## Task description
Please set down, exactly as written, the line containing "Target: pagoda tower" and every line after it through the end of the records.

☆ ☆ ☆

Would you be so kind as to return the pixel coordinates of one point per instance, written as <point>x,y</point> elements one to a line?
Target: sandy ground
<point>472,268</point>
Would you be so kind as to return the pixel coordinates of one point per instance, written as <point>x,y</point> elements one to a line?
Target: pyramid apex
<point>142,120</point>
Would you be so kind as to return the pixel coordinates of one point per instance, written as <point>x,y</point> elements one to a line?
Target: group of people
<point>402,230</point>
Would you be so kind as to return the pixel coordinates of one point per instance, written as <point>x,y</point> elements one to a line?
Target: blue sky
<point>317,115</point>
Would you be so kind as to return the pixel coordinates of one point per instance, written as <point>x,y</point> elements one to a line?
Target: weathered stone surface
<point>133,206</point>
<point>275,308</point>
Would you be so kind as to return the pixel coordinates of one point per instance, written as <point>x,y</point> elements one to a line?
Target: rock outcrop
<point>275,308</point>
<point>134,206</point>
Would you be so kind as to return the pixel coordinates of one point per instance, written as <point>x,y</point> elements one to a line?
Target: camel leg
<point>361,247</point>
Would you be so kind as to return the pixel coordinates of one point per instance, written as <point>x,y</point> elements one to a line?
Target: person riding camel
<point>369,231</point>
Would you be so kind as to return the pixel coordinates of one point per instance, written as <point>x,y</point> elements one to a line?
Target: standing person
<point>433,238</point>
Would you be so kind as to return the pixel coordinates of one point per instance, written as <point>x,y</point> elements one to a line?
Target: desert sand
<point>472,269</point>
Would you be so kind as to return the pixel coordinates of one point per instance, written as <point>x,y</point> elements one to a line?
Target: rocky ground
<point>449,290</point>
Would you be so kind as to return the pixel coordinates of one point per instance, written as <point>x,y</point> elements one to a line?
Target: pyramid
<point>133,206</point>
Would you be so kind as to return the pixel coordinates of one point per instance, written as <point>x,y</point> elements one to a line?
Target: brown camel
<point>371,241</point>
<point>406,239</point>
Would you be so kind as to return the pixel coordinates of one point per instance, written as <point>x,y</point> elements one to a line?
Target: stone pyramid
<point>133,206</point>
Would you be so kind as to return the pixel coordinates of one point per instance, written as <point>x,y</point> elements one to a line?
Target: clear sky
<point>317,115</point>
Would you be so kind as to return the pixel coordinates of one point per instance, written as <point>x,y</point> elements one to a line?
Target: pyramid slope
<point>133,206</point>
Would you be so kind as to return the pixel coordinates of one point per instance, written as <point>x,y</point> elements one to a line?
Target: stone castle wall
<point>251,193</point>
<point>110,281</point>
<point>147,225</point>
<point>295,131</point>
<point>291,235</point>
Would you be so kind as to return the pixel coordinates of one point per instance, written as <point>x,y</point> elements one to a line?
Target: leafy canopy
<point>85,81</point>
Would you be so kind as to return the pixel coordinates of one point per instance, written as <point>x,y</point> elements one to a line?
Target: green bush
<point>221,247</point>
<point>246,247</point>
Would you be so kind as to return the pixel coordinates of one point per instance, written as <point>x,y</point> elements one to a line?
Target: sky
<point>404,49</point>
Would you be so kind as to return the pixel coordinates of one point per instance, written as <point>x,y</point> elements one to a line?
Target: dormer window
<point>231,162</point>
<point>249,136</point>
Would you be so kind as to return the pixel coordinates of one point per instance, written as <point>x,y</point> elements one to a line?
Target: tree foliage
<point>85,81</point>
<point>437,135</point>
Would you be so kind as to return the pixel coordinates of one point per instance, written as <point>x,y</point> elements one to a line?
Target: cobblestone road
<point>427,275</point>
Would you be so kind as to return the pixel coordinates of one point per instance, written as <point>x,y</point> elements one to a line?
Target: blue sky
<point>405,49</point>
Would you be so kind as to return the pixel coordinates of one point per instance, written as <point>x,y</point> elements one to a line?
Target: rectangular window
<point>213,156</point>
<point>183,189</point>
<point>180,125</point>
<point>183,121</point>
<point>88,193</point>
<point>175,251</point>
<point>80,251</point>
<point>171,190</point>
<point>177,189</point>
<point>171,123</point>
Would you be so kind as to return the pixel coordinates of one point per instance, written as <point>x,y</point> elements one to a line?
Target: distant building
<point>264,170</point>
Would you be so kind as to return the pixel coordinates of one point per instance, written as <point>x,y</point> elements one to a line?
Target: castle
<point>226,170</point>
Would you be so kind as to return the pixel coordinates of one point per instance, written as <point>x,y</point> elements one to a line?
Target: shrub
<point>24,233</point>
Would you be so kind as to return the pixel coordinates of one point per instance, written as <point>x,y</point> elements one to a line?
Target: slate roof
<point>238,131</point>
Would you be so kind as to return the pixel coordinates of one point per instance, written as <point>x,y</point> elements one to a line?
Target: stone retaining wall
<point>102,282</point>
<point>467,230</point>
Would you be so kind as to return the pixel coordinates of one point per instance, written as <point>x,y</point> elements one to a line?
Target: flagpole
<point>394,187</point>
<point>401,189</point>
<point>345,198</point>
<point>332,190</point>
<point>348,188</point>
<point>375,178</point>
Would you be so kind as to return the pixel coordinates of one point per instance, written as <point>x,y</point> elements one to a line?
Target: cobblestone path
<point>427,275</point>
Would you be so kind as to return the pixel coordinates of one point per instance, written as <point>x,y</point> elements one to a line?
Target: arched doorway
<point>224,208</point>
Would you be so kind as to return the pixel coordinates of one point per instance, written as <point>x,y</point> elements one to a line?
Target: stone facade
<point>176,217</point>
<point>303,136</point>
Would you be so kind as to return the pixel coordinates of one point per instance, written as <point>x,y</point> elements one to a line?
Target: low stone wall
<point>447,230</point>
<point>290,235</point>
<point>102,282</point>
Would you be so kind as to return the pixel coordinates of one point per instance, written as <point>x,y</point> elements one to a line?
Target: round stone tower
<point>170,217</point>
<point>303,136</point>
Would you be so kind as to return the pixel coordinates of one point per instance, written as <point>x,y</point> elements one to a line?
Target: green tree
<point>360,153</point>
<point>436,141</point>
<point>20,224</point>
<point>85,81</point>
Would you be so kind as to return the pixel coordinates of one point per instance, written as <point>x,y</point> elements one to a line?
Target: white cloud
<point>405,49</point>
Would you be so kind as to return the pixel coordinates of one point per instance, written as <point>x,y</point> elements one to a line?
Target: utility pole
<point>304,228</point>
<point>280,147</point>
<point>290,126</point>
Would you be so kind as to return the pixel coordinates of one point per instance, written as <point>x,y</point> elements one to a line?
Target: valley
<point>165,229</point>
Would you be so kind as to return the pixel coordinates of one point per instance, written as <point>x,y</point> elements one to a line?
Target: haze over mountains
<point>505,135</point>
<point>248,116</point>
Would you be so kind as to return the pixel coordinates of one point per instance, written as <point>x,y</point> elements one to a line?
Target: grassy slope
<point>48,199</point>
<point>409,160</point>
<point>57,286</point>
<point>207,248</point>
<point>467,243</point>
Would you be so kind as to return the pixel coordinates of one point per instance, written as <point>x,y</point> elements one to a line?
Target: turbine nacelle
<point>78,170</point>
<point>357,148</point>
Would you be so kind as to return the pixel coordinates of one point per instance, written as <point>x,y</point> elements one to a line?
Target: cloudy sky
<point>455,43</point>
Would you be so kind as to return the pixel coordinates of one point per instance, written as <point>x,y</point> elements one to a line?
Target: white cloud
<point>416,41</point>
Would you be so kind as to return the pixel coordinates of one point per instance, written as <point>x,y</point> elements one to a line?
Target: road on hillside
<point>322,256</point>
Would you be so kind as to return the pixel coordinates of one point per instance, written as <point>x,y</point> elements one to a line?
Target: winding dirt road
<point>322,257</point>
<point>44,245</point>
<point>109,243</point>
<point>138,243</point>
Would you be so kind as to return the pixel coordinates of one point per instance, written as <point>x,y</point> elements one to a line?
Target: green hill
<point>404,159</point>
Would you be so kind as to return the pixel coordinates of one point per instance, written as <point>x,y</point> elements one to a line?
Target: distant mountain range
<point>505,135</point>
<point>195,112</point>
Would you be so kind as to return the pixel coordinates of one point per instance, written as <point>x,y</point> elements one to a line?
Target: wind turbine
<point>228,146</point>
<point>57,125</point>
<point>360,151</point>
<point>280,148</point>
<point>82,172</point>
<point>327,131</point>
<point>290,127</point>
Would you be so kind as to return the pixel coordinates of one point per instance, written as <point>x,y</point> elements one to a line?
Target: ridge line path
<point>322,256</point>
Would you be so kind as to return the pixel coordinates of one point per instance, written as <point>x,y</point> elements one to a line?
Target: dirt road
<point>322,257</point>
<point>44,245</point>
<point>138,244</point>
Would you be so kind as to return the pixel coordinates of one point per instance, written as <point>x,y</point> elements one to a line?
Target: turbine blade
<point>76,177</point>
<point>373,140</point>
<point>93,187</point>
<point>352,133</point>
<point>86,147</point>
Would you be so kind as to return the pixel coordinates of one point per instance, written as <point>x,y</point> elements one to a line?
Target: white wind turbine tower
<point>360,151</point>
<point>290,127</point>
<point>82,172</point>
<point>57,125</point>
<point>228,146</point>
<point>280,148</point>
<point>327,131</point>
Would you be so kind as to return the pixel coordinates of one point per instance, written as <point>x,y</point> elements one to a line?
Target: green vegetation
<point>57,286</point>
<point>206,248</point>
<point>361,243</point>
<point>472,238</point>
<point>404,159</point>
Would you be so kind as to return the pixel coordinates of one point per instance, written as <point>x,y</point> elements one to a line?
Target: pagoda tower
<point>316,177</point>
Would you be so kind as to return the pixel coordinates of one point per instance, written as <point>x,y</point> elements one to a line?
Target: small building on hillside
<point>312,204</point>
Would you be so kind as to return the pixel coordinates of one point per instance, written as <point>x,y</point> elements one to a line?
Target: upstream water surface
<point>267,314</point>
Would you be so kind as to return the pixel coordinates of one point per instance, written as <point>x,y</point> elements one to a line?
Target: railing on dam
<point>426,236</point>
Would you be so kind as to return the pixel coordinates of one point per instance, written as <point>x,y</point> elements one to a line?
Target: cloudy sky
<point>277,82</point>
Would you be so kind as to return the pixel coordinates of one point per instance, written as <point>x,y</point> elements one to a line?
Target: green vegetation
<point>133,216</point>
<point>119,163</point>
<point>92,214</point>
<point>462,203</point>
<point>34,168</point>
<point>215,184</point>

☆ ☆ ☆

## Response area
Target: pagoda tower
<point>316,177</point>
Would you be so kind as to return the pixel coordinates of one point per instance, written as <point>x,y</point> elements one to a line?
Target: small building on hillside
<point>312,204</point>
Would you be so kind as to return the pixel coordinates of one point per instance, written as <point>x,y</point> elements one to a line?
Target: upstream water surface
<point>267,314</point>
Would you be so kind as to return the pixel coordinates of one point per instance, written as <point>x,y</point> elements one to a line?
Target: railing on dam
<point>426,236</point>
Would you be so kind as to return the pixel coordinates of one point per instance, written as <point>x,y</point> elements one to a line?
Target: cloudy sky
<point>277,82</point>
Would you be so kind as to return the pixel coordinates of one point per instance, written as <point>x,y</point> elements one to a line?
Target: green vegetation
<point>133,216</point>
<point>119,163</point>
<point>92,214</point>
<point>462,203</point>
<point>34,168</point>
<point>215,184</point>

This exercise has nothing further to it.